WHAT IS NEEDED: Please copy out, word for word, the whole report below on American aid workers in Sierra Leone being sent back to the U.S. after possible Ebola exposure.

PAGE EXCERPT:
━━━━━━━━━━

At least 10 American aid workers in Sierra Leone are being sent back to the U.S. for possible Ebola exposure.
On Thursday, March 13, the U.S. Centers for Disease Control and Prevention (CDC) issued a statement that some American healthcare workers in Sierra Leone may have been exposed to the Ebola virus. However, these workers have not tested positive for Ebola.
"Out of an abundance of caution, CDC and the State Department are developing contingency plans for returning those Americans with potential exposure to the U.S. by non-commercial air transport. Those individuals will voluntarily self-isolate and be under direct active monitoring for the 21-day incubation period," stated the CDC.
Kathy Harben, a CDC spokeswoman, also confirmed the report that some 10 American volunteers in Sierra Leone will return to the U.S. for monitoring.
The CDC suggests that all the suspected Ebola patients will remain near Ebola treatment facilities in the U.S. Any person who shows symptoms of the disease will be admitted to their nearest treatment center for immediate care.

━━━━━━━━━━

SOURCE INFORMATION:
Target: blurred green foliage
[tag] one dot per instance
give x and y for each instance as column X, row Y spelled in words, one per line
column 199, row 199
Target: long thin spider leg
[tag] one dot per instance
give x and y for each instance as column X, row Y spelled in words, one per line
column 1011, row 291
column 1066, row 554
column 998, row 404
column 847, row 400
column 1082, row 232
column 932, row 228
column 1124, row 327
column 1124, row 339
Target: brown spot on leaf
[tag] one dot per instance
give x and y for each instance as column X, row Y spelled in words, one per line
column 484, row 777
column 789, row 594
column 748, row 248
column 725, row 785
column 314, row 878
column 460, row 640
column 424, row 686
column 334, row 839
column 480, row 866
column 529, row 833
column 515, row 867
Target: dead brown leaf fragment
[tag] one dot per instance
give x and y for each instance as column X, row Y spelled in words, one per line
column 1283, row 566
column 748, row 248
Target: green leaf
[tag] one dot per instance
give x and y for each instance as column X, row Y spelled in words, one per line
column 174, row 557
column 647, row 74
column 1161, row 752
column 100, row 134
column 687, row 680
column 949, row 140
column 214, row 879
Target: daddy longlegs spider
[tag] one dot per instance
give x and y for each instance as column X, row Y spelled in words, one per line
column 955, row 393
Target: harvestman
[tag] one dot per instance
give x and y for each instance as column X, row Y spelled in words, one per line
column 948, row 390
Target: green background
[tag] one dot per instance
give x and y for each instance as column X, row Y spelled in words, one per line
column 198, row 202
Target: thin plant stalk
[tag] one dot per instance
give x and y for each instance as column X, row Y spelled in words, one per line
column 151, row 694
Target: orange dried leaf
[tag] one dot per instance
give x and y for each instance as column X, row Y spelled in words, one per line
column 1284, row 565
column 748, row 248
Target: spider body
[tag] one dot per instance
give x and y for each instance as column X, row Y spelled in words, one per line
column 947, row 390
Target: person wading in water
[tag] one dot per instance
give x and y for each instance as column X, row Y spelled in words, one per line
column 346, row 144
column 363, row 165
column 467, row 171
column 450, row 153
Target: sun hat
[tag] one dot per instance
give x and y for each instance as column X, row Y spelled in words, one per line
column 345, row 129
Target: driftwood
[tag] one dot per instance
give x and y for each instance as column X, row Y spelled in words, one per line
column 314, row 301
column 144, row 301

━━━━━━━━━━

SOLUTION TO THIS EXERCISE:
At least 10 American aid workers in Sierra Leone are being sent back to the U.S. for possible Ebola exposure.
On Thursday, March 13, the U.S. Centers for Disease Control and Prevention (CDC) issued a statement that some American healthcare workers in Sierra Leone may have been exposed to the Ebola virus. However, these workers have not tested positive for Ebola.
"Out of an abundance of caution, CDC and the State Department are developing contingency plans for returning those Americans with potential exposure to the U.S. by non-commercial air transport. Those individuals will voluntarily self-isolate and be under direct active monitoring for the 21-day incubation period," stated the CDC.
Kathy Harben, a CDC spokeswoman, also confirmed the report that some 10 American volunteers in Sierra Leone will return to the U.S. for monitoring.
The CDC suggests that all the suspected Ebola patients will remain near Ebola treatment facilities in the U.S. Any person who shows symptoms of the disease will be admitted to their nearest treatment center for immediate care.